• **Extract to read**:
Uncertainty about Blue Label’s finances around Cell C

Making heads or tails of Cell C’s finances is so challenging that even the mobile operator itself was surprised when Blue Label published its latest results.

When MyBroadband reported Cell C’s latest figures from Blue Label’s annual financial statements, we received a call from a Cell C media liaison, who said the profit numbers were wrong.

Blue Label’s latest financial statements indicate that Cell C had recorded a 10.9% revenue decline for the year ended 31 May 2023.

Despite the revenue decline, Cell C reportedly swung from a R2.45 billion loss to a R4.63 billion profit. Therefore, Cell C had posted a R7.08 billion higher profit than the previous financial year.

Cell C told MyBroadband these figures were wrong, implying that Cell C was not nearly as profitable, or not profitable at all.

The mobile operator’s representative asked us where we obtained these amounts in the financial statements.

After explaining how we got the numbers, they demanded we take down our article while they investigated the figures.

We declined to remove our article but committed to effect any corrections provided Blue Label could demonstrate where we had made a mistake.

Since then, the company has gone silent.

MyBroadband followed up two hours after our conversation with the media liaison on Wednesday. However, as of Friday morning, we had received no feedback.

The section of Blue Label’s financial statements containing the seemingly problematic figures is shown in the screenshot below. It can also be seen on page 56 of the linked document.

• **Material provided**:

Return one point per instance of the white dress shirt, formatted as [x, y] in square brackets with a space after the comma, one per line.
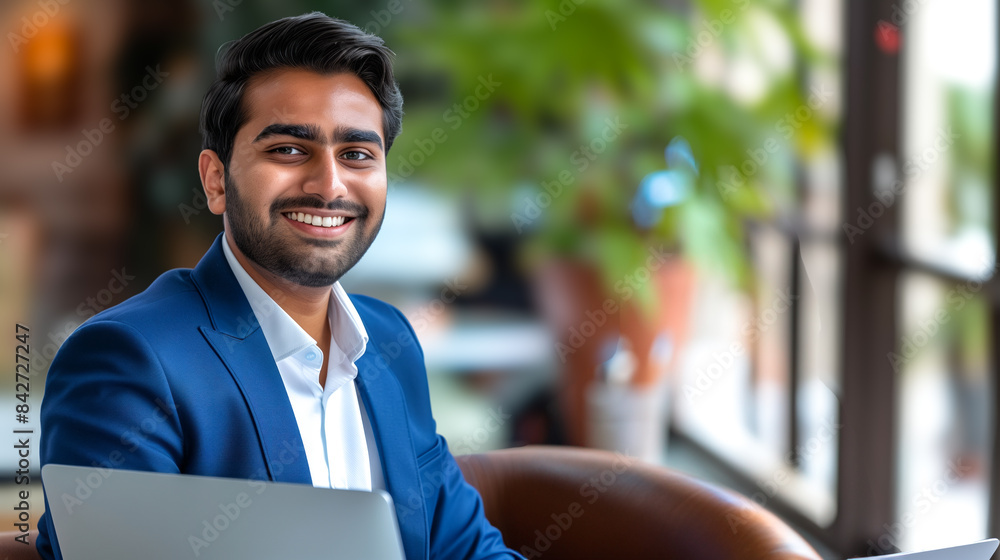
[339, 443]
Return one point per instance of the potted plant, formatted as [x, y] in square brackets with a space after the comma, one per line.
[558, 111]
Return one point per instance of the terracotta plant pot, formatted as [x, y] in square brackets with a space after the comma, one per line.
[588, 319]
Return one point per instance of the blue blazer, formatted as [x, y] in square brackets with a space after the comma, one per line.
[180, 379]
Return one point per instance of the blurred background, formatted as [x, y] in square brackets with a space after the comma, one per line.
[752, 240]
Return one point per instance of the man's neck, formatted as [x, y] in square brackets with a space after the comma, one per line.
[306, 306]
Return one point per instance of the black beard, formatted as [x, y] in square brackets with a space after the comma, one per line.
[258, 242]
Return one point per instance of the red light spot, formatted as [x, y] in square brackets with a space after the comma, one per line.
==
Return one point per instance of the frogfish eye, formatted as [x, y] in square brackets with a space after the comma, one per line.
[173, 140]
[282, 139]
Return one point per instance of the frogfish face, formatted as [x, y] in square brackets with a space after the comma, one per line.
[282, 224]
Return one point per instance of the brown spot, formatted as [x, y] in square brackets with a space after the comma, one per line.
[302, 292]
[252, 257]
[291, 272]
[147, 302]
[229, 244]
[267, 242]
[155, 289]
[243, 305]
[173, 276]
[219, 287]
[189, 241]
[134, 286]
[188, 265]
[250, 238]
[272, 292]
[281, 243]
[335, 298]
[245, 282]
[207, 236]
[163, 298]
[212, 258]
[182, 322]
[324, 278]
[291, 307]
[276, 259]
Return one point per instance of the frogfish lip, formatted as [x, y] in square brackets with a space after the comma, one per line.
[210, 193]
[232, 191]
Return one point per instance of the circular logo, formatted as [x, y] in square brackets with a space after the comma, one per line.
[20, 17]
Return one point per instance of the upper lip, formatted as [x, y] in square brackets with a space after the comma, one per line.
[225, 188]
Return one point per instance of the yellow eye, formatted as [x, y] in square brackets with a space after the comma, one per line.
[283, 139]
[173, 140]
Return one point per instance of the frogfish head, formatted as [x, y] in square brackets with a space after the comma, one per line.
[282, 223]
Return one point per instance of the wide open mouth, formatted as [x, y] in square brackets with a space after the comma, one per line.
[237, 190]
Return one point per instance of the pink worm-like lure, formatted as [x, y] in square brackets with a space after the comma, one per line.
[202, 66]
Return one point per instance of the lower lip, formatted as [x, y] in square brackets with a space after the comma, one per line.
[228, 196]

• **To do**:
[A] Can you output the rows word for word, beginning at the line that has "Return one point per instance of the blurred" and stopping after the line that has "Return one point per instance of the red"?
[B] Could you finish out the next part of the article on Cell C's finances, picking up right after its final sentence?
These rows are unrelated to the article about Cell C's finances.

• **Exercise responses**:
[A]
Return one point per instance of the blurred background, formatted as [x, y] in square brackets with a space after the comma, one per line.
[752, 240]
Return one point per instance of the man's neck, formatted as [x, y] in square brackets with a space after the comma, one per line.
[306, 306]
Return one point per instance of the black beard, formatted as [x, y] in square brackets with a space after the comma, one per line.
[258, 242]
Return one point per instance of the red light spot, formatted as [x, y] in square brackets with a space after the comma, one per line.

[B]
When Daily Investor asked about Cell C’s sudden surge in after-tax profit, the media liaison provided the following response:

“This is mainly due to the recapitalisation entry below the EBITDA line and the audit sums and balance sheet clean-up.”

However, when it asked for further details about the numbers, Cell C did not provide any feedback.

Blue Label’s financial statement for Cell C with the revenue and after-tax profit line items highlighted

New special purpose vehicle

In its latest financial results, Blue Label Telecoms reported that it created a new special-purpose vehicle, SPV5, linked to Cell C debt.

Daily Investor made a valiant effort to unpick and explain the new special-purpose vehicle despite Blue Label not answering questions about it.

During the 2023 financial year, Cell C’s debt to DFA was transferred into a new SPV in exchange for a 10% shareholding in Cell C.

The special-purpose vehicle, SPV5, is required to repay the debt of R275 million in tranches from 31 December 2024 to 31 December 2026.

Blue Label Telecoms, which has a 63.19% effective economic interest in Cell C, issued a guarantee in favour of DFA to repay its debt by SPV5.

At the same time, Blue Label-owned TPC agreed to provide SPV5 with the necessary funding to make the payments of R275 million to DFA. In return, it received a claim of R699 million in SPV5.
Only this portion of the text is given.